PROBLEM TO WORK ON ▸ Copy the records exactly, every one of them.

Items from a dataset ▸
━━━━━━━━━━
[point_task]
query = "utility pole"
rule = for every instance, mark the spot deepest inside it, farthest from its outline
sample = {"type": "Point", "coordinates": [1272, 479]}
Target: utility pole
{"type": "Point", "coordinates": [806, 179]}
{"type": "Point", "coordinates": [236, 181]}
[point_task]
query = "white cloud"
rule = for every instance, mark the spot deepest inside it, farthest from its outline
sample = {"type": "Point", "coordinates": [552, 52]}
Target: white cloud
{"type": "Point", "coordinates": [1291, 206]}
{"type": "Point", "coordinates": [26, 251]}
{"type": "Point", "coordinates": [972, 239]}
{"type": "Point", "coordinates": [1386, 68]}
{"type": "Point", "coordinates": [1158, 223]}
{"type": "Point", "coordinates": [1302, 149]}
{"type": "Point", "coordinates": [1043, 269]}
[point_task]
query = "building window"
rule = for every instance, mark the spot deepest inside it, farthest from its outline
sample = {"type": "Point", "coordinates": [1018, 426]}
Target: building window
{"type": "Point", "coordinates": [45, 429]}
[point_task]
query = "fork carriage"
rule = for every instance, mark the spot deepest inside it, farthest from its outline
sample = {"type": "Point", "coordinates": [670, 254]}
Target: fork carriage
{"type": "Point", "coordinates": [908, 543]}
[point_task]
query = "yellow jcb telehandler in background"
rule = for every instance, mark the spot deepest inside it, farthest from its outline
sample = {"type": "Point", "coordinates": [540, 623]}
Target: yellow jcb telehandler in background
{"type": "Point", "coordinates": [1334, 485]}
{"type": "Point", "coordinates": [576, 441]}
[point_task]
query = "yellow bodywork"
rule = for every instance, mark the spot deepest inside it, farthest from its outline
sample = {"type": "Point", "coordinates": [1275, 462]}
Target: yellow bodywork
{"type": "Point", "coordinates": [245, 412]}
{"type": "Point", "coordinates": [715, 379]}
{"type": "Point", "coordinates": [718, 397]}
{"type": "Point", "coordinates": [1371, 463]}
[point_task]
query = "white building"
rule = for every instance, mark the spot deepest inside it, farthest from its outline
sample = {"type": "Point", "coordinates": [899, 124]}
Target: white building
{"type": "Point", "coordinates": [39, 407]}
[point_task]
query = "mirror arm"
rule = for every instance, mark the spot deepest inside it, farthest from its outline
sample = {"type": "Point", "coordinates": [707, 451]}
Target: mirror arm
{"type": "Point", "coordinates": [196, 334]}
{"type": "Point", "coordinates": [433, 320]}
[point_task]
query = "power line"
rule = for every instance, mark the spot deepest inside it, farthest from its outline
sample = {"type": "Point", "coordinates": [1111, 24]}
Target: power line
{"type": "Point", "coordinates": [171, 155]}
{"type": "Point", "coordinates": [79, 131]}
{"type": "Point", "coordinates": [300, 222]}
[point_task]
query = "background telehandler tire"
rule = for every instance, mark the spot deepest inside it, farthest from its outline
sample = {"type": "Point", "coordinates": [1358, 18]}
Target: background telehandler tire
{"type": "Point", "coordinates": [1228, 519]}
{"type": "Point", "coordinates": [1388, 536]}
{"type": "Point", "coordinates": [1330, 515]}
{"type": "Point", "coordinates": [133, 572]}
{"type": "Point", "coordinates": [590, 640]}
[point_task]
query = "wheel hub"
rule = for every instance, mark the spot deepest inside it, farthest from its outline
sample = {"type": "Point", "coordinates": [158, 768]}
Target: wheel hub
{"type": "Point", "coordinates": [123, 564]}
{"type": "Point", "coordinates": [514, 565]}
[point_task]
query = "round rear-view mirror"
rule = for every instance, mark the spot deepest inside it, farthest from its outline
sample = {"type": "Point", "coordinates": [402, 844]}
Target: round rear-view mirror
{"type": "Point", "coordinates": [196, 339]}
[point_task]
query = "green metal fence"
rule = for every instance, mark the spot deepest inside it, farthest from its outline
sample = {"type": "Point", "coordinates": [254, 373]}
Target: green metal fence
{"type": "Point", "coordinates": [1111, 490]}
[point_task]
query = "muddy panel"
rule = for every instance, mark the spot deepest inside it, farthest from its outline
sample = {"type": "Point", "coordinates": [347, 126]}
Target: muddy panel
━━━━━━━━━━
RESULT ▸
[point_task]
query = "utility pole"
rule = for every instance, mark the spot deepest inside it, farthest from its outline
sample = {"type": "Point", "coordinates": [1272, 479]}
Target: utility pole
{"type": "Point", "coordinates": [806, 179]}
{"type": "Point", "coordinates": [236, 181]}
[point_task]
query = "white cloud"
rule = for every instance, mark the spot deepest inside it, farthest from its outline
sample = {"type": "Point", "coordinates": [552, 52]}
Target: white cloud
{"type": "Point", "coordinates": [1291, 206]}
{"type": "Point", "coordinates": [26, 251]}
{"type": "Point", "coordinates": [972, 239]}
{"type": "Point", "coordinates": [1386, 68]}
{"type": "Point", "coordinates": [1158, 223]}
{"type": "Point", "coordinates": [1302, 149]}
{"type": "Point", "coordinates": [1043, 269]}
[point_task]
query = "building window"
rule = for every instance, mark the spot deepest inside it, farthest from its outline
sample = {"type": "Point", "coordinates": [1018, 426]}
Target: building window
{"type": "Point", "coordinates": [45, 429]}
[point_task]
query = "fork carriage"
rule = for every instance, mark the spot deepest inside it, farthest from its outline
sample = {"type": "Point", "coordinates": [670, 254]}
Target: fork carriage
{"type": "Point", "coordinates": [908, 543]}
[point_task]
query = "yellow jcb telehandler in background"
rule = for every instance, mark the spot deepest inside it, farthest from its outline
sample = {"type": "Point", "coordinates": [540, 623]}
Target: yellow jcb telehandler in background
{"type": "Point", "coordinates": [1334, 485]}
{"type": "Point", "coordinates": [576, 441]}
[point_task]
query = "yellow bodywork"
rule = for every instance, mark the spot deepest inside it, farthest from its outline
sample = {"type": "Point", "coordinates": [1275, 462]}
Target: yellow bodywork
{"type": "Point", "coordinates": [245, 412]}
{"type": "Point", "coordinates": [715, 379]}
{"type": "Point", "coordinates": [718, 397]}
{"type": "Point", "coordinates": [1371, 463]}
[point_task]
query = "white building"
rule = for every instance, mark the spot deepest inside it, farthest from its outline
sample = {"type": "Point", "coordinates": [899, 124]}
Target: white building
{"type": "Point", "coordinates": [39, 407]}
[point_task]
query = "mirror arm"
rule = for every instance, mark the spot deepest inside it, farthest from its outline
sample = {"type": "Point", "coordinates": [707, 451]}
Target: mirror arm
{"type": "Point", "coordinates": [196, 334]}
{"type": "Point", "coordinates": [433, 320]}
[point_task]
query = "power line"
rule = for every instance, mark the spot deepest inside it, farthest from its outline
sample = {"type": "Point", "coordinates": [1111, 24]}
Target: power line
{"type": "Point", "coordinates": [171, 155]}
{"type": "Point", "coordinates": [79, 131]}
{"type": "Point", "coordinates": [300, 222]}
[point_task]
query = "background telehandler tire"
rule = for every instance, mark the spot deepest inside it, farthest from its outline
sample = {"type": "Point", "coordinates": [1358, 18]}
Target: background telehandler tire
{"type": "Point", "coordinates": [1228, 519]}
{"type": "Point", "coordinates": [1388, 536]}
{"type": "Point", "coordinates": [1330, 515]}
{"type": "Point", "coordinates": [133, 572]}
{"type": "Point", "coordinates": [590, 640]}
[point_task]
query = "wheel hub"
rule = for every instance, mark the spot deepest inside it, farthest from its outline
sample = {"type": "Point", "coordinates": [158, 768]}
Target: wheel hub
{"type": "Point", "coordinates": [123, 564]}
{"type": "Point", "coordinates": [514, 565]}
[point_task]
query = "round rear-view mirror"
rule = for every instance, mark the spot deepest inside it, farthest from its outline
sample = {"type": "Point", "coordinates": [402, 844]}
Target: round rear-view mirror
{"type": "Point", "coordinates": [196, 339]}
[point_task]
query = "green metal fence"
rule = for every instance, mark the spot deepest inside it, farthest from its outline
sample = {"type": "Point", "coordinates": [254, 373]}
Target: green metal fence
{"type": "Point", "coordinates": [1111, 490]}
[point_task]
query = "muddy panel"
rule = for every instance, mark the spot deepest inside it, farthest from its outline
sample = {"type": "Point", "coordinates": [347, 126]}
Target: muddy panel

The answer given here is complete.